Start of TEXT PASSAGE


   My ignorance has reached its end. I can no longer unconsciously pretend that these problems do not exist on my campus. I had to take a long look at myself to understand why I was unaware of these problems, and what I could do to contribute to their reduction.

   One of the reasons why I was so unaware of these issues was my own safety regarding sexual violence. Anybody can be a victim of sexual assault, and that fact cannot be understated. However, as a tall, broad-shouldered white man who doesn’t go out much, my chances are falling victim to sexual assault are incredibly slim. This narrow probability limited my perspective. If I didn’t have to be cautious of the signs of predation, why should I have known what they are, or be able to recognize them? Through my privilege I am allowed a barrier of safety that is incredibly difficult to empathize through.

   Stepping into the shoes of somebody who is absent of this privilege is difficult, but allows for a bit of understanding in what the possession of this privilege means. I can go for a run at night without being afraid, I can put my drink down at a party with little fear, I’ve never been catcalled while walking to class, and I’ve never been faced with abrasive flirtatiousness at my workplace. These examples only scratch the surface, but the discomfort they cause cannot be invalidated.

   If your immediate response is to argue with these examples, take a second to think about why. Is it the word “privilege?” Do you think that catcalling is “fun,” or that the person being yelled at should “take it as a compliment?” Do you find nothing wrong with being flirted with while you’re at work?

   If you feel abrasion towards “privilege,” – why? Does the word make you feel as if your accomplishments are not earned, or that you have a certain allowance provided to you by biological traits that you can’t control? This negative perspective is incredibly damaging, and is certainly incorrect. By acknowledging privilege you are not losing recognition of your successes. By acknowledging privilege you are allowing yourself to see the world as if you didn’t have that benefit.

   Step into the shoes of the employee being flirted with at work: you’re in a place of obligation, trying to do your job. You have nowhere to go to remove yourself from this conversation, and the pervasive flirtatiousness is making you uncomfortable. However, you are also a customer service representative— another reason why you cannot end the conversation. You are trapped and uncomfortable. Is this something that happens to men as well? Totally. But the frequency and intensity of these moments is multiplied by one’s gender.

End of TEXT PASSAGE
Start of DATA FOR REVIEW

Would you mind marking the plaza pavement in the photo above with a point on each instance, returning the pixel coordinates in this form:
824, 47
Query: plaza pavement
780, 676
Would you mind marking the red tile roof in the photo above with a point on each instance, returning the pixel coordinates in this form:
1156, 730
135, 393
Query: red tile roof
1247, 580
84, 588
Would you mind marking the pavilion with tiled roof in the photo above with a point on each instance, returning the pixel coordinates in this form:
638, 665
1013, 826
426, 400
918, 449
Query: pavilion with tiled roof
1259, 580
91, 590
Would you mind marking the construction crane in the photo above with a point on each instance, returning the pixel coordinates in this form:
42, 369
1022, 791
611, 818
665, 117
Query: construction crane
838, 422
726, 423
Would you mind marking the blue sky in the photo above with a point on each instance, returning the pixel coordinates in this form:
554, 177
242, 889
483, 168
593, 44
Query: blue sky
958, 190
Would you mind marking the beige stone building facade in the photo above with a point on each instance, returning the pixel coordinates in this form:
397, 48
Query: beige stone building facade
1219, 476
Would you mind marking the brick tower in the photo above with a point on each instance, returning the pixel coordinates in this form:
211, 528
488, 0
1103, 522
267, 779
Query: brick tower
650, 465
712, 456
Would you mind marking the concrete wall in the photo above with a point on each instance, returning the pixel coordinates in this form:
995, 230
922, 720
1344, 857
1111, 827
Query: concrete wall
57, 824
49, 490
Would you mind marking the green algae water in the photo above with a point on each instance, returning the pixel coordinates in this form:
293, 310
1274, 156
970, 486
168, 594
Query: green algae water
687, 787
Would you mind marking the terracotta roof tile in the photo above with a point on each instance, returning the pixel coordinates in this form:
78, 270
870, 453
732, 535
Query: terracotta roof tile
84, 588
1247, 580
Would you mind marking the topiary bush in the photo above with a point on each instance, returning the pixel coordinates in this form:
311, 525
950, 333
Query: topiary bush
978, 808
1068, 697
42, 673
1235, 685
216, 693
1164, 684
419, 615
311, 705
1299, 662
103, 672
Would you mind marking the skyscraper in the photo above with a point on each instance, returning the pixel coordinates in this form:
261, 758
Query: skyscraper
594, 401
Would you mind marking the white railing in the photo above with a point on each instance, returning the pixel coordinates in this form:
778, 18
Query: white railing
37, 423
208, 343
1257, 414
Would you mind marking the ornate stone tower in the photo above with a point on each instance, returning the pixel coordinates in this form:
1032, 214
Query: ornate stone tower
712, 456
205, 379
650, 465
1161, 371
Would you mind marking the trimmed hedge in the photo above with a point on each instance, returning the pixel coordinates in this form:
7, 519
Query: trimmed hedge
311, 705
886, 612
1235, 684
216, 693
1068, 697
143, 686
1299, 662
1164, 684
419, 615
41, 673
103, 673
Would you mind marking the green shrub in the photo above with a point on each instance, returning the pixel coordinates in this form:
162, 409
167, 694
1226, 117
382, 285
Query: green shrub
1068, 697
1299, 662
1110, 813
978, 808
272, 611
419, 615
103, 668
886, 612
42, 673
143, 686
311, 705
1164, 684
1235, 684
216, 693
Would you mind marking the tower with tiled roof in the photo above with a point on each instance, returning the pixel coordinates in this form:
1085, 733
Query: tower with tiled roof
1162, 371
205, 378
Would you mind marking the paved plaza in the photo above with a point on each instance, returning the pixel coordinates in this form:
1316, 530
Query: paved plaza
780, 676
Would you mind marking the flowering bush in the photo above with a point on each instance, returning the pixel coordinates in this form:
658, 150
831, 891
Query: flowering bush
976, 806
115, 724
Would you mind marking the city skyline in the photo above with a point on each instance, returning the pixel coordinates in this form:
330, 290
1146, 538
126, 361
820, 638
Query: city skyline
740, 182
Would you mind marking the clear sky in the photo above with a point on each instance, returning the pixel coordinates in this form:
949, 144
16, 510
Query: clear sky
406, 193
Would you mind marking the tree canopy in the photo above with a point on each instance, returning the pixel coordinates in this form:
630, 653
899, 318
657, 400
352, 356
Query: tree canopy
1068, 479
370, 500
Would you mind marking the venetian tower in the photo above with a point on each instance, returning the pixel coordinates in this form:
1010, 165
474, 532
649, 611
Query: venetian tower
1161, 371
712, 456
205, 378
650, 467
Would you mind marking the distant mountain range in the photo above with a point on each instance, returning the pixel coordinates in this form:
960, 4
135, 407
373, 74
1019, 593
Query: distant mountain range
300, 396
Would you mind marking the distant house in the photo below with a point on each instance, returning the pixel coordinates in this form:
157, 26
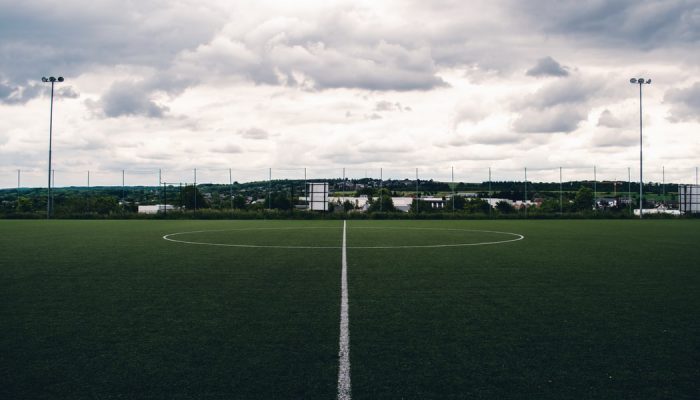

End of DATA FOR REVIEW

Answer these questions about the text on privilege and sexual violence above.
(a) How does the writer describe himself when explaining why his chances of sexual assault are slim?
(b) In the workplace scenario, what job does the employee being flirted with hold?
(c) According to the final paragraph, what is multiplied by one's gender?

ANSWER TO THIS EXERCISE:
(a) As a tall, broad-shouldered white man who doesn't go out much.
(b) A customer service representative.
(c) The frequency and intensity of these moments.